(Detection annotation records)
* BEGIN *

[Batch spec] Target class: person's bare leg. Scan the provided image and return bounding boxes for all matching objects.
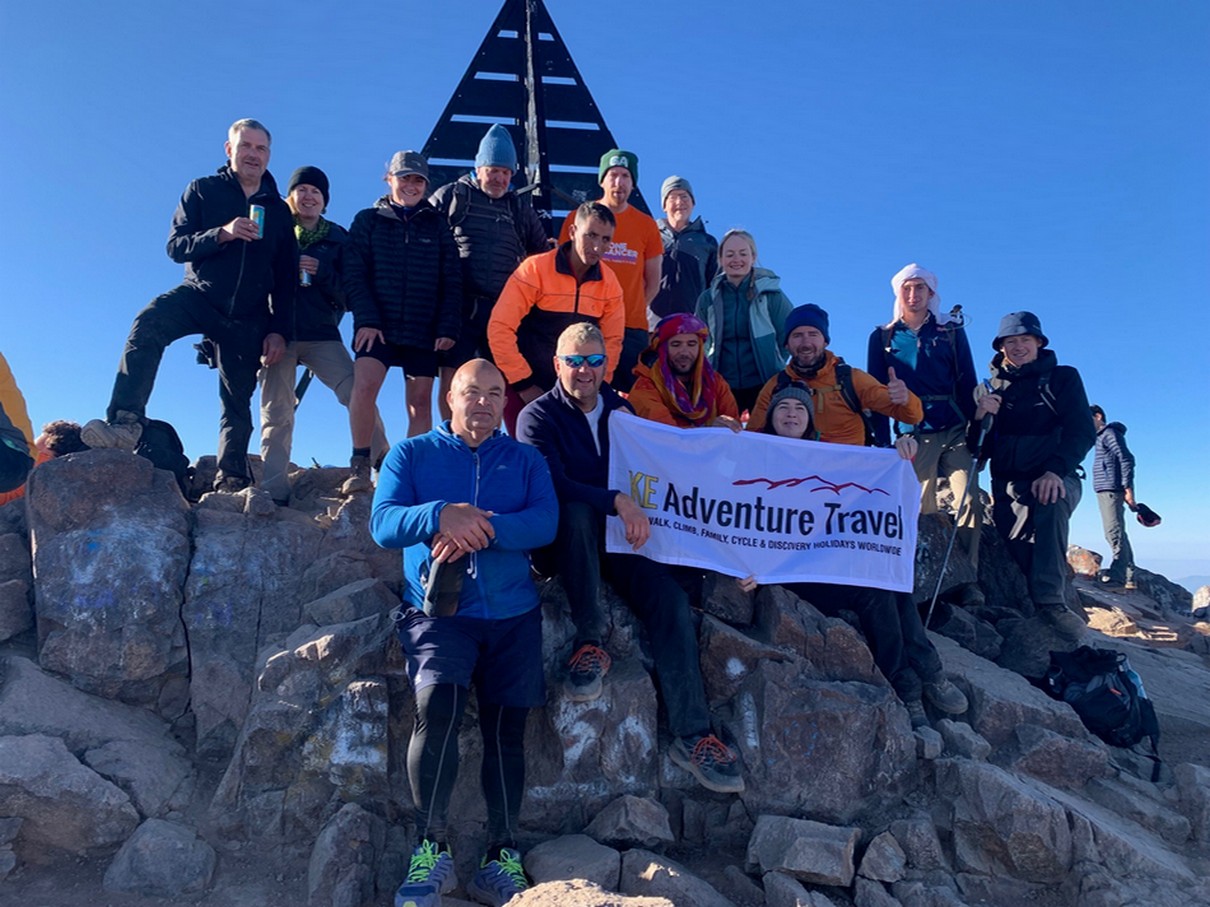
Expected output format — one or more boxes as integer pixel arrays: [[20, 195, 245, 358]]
[[348, 359, 387, 447], [406, 375, 433, 444]]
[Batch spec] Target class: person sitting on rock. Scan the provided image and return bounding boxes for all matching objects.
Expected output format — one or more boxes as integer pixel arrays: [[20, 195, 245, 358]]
[[967, 312, 1096, 641], [739, 382, 968, 727], [629, 312, 743, 432], [517, 323, 744, 793], [370, 359, 558, 906]]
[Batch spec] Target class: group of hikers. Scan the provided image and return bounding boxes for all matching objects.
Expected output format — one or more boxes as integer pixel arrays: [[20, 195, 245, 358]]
[[0, 120, 1135, 907]]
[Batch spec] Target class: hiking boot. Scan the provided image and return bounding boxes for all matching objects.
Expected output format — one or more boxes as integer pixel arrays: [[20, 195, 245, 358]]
[[340, 457, 374, 495], [214, 475, 252, 495], [80, 410, 143, 454], [957, 583, 987, 608], [1038, 605, 1084, 642], [394, 838, 457, 907], [563, 642, 613, 703], [904, 699, 928, 728], [466, 848, 529, 907], [923, 677, 970, 715], [668, 734, 744, 793]]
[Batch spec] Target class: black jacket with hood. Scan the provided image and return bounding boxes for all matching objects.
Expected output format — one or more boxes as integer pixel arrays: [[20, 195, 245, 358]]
[[344, 196, 462, 349], [168, 163, 299, 340], [967, 349, 1096, 481]]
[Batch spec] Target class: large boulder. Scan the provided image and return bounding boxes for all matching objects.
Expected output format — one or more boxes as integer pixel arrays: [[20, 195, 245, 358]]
[[726, 662, 917, 822], [211, 614, 391, 842], [27, 450, 190, 715], [0, 734, 139, 862], [180, 505, 323, 759], [103, 819, 218, 899]]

* END *

Beginning at the line where "[Batch spec] Target class: black" appears, extract each line through the end of the data above; keep them exact and include nothing else.

Result:
[Batch spec] Target class: black jacket with hood. Scan the provided image and return bounding boxes for all matching objects.
Expected output format — one or more boxes as integer pixel arrays: [[20, 195, 245, 358]]
[[344, 196, 462, 349], [168, 163, 299, 340], [967, 349, 1096, 481]]
[Batch spec] Target class: large boulder. Scan the provided image and return bounding boxes for all matching objects.
Expected output format — one or more boxes as integer pixel arrays: [[20, 195, 245, 358]]
[[726, 662, 917, 822], [211, 614, 391, 842], [27, 450, 190, 715], [0, 734, 139, 862], [180, 505, 323, 759], [103, 819, 218, 899]]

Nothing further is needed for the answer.